» Recorded information:
※ ※ ※

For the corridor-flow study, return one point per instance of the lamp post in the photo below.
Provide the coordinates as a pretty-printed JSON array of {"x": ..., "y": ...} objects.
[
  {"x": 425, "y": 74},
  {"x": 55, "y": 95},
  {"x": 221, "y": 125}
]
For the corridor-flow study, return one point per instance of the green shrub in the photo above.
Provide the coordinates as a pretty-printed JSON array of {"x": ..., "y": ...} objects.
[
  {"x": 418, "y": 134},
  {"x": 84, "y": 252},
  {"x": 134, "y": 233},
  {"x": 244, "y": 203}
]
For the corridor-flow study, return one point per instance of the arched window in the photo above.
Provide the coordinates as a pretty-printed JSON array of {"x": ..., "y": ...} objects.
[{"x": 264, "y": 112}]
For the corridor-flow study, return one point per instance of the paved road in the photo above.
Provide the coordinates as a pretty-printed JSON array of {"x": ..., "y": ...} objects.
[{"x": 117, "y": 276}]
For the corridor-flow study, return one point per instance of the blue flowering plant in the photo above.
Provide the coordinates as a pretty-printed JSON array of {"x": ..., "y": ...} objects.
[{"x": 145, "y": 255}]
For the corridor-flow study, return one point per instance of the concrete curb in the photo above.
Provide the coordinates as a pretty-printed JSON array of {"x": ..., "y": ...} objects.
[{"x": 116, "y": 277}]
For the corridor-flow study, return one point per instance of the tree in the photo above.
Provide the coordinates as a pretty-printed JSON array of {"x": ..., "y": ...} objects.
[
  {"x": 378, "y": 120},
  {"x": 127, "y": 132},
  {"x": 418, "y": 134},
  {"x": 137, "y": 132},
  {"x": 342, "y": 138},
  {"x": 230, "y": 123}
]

※ ※ ※

Please give again only the lines from the start of the material through the line holding "road in the photo above.", exactly as they are written.

» Task solution:
For the corridor-flow study, return one point per instance of the lamp post in the photo below.
Provide the coordinates as a pretty-printed JSON array of {"x": ..., "y": ...} objects.
[
  {"x": 425, "y": 74},
  {"x": 55, "y": 95},
  {"x": 221, "y": 125}
]
For the corridor-flow study, return one point per instance of the green shrub in the photo above.
Provide the coordinates as a pretty-printed JSON array of {"x": ..., "y": ...} objects.
[
  {"x": 418, "y": 134},
  {"x": 84, "y": 252},
  {"x": 134, "y": 233},
  {"x": 244, "y": 203}
]
For the corridor-flow study, return one point per instance of the arched window in the photo above.
Provide the coordinates as a pretty-printed JSON array of {"x": ..., "y": ...} objects.
[{"x": 264, "y": 112}]
For the corridor-flow study, return one point per instance of the paved road in the photo above.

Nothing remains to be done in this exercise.